Scan the material below for every line with the string "rabbit", and copy those lines.

= = = = =

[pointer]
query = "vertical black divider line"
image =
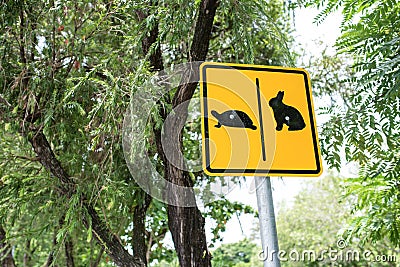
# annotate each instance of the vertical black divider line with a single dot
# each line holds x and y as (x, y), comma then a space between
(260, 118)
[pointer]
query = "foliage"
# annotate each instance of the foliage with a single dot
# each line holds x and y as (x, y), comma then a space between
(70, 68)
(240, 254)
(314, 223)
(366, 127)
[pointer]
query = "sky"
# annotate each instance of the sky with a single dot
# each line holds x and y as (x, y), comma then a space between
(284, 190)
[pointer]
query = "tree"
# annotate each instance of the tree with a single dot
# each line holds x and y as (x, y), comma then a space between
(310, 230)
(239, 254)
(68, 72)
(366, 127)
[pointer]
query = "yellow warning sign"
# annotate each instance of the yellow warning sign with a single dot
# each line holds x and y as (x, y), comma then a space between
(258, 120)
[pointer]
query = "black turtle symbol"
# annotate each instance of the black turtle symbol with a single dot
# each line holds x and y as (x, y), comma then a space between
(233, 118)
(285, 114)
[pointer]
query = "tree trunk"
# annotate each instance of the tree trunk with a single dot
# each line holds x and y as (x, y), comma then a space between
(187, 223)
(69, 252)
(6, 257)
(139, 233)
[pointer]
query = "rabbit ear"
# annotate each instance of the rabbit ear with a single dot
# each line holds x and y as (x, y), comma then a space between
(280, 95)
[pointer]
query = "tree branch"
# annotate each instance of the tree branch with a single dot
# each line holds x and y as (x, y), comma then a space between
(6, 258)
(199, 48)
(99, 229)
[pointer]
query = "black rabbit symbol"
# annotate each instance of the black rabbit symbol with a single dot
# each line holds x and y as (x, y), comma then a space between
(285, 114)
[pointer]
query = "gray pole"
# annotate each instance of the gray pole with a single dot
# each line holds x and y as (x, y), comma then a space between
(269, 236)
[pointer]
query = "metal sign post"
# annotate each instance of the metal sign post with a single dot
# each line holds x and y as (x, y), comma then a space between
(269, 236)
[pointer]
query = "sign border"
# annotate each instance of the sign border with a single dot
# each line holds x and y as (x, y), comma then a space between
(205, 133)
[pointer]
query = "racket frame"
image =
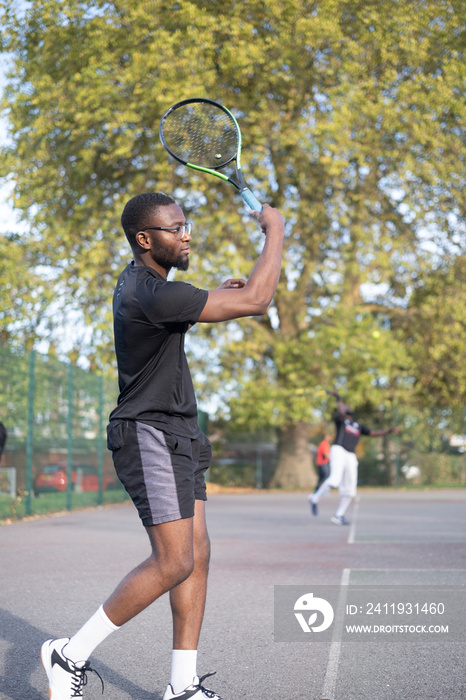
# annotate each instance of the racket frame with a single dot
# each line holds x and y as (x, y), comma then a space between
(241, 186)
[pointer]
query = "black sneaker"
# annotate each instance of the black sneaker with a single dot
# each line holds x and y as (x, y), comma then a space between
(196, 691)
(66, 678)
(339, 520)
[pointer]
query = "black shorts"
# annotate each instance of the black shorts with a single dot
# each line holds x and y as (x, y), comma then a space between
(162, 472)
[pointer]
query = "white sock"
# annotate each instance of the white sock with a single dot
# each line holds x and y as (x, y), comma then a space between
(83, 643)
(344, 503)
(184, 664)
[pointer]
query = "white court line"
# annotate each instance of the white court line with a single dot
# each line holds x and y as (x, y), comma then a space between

= = = = =

• Written solution:
query = "rabbit ear"
# annotate each instance of the rabbit ear with a single dot
query = "black rabbit symbol"
# annotate each instance of the black rabbit symbol with a single dot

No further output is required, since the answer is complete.